>> Begin Reading text

The Estadio José María Minella is a stadium in the city of Mar del Plata, Argentina. It is owned and administrated by the Municipality of General Pueyrredón. Inaugurated for the 1978 FIFA World Cup hosted by Argentina, the stadium is currently used by local clubs Alvarado and Aldosivi to play their home matches.

The stadium is named after renowned football player and manager José María Minella, a native of Mar del Plata and regarded as one of the most notable footballers of that city.

History
Argentina was chosen as the host 1978 World Cup of the nation by FIFA in London, England on 6 July 1966, and Mar del Plata, as one of the most touristic cities in the country, was selected as a venue. The stadium has the distinction of being the southernmost stadium to host a World Cup match. The organizing committee, under supervision of the military dictatorship that ruled Argentina since 1976, decided to build a new stadium on the same spot as 40 years earlier it had been the Mar del Plata hippodrome. The construction began in 1975 and the stadium was opened on May 21, 1978 with a friendly match between a team formed by players from Mar del Plata and another one with players from Tandil.

The sports journalist Mario Trucco proposed the name to honour José María Minella, a renowned former midfielder from Mar del Plata, who played during the 1930s and 1940s for River Plate and the Argentina national football team, and later manager of River Plate team from 1945 to 1959 in what became one of the team's most successful eras.

During the 1978 World Cup Mar del Plata hosted six Fifa World Cup matches, three Group 1 and three Group 3 matches.

As the city of Mar del Plata is a very important tourist destination and the biggest seaside beach resort in Argentina, since its construction this stadium has been the main host of the many annual Summer Tournaments. Prior to the construction of Minella stadium, the main venue of the city was General San Martín Stadium, with capacity for 15,000 spectators. That venue used to host matches of local teams San Lorenzo, Kimberley and Aldosivi.

On February 24, 1993, the stadium played host to the second, and final, Intercontinental Cup for Nations (known as the Artemio Franchi Trophy) match between the then-defending South American football champions, Argentina, and reigning European champions, Denmark. The match ended 1–1 after extra time, but Argentina went on to win 5–4 on penalties.

From March 12 to March 26, 1995 Mar del Plata hosted the 12th Pan American Games, and the José María Minella was venue for the opening and closing ceremonies, and the football tournament.

>> End Reading text

**Requirement 1**. Name every football club, leaving out national teams, that the stadium article mentions.
**Requirement 2**. According to the stadium article, how many spectators could General San Martín Stadium hold?
Use nothing but the stadium article to answer.

>> Begin Data block

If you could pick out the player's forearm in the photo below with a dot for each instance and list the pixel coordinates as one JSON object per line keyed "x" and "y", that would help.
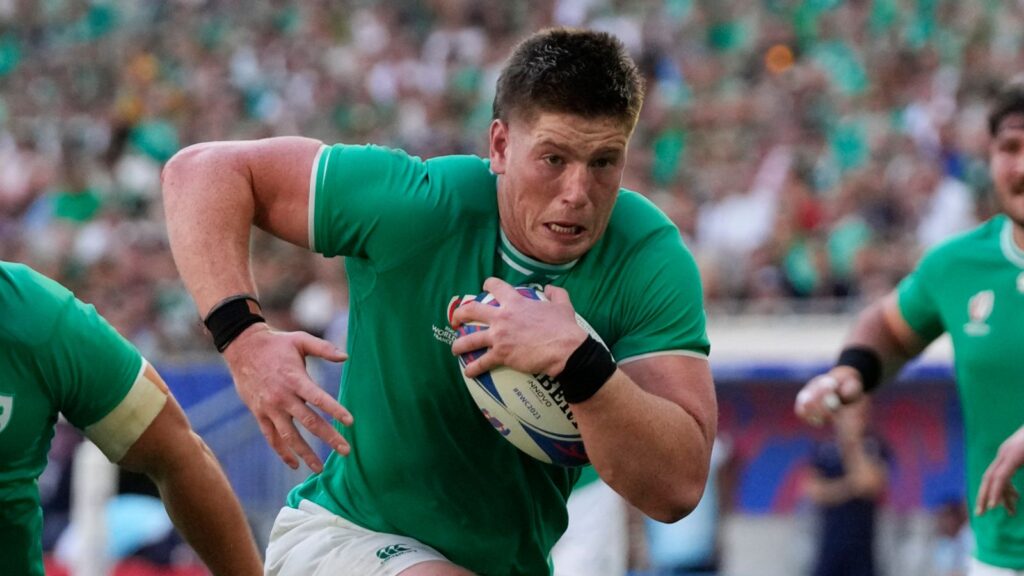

>> End Data block

**Problem solution 1**. Alvarado, Aldosivi, River Plate, San Lorenzo, Kimberley

**Problem solution 2**. 15,000 spectators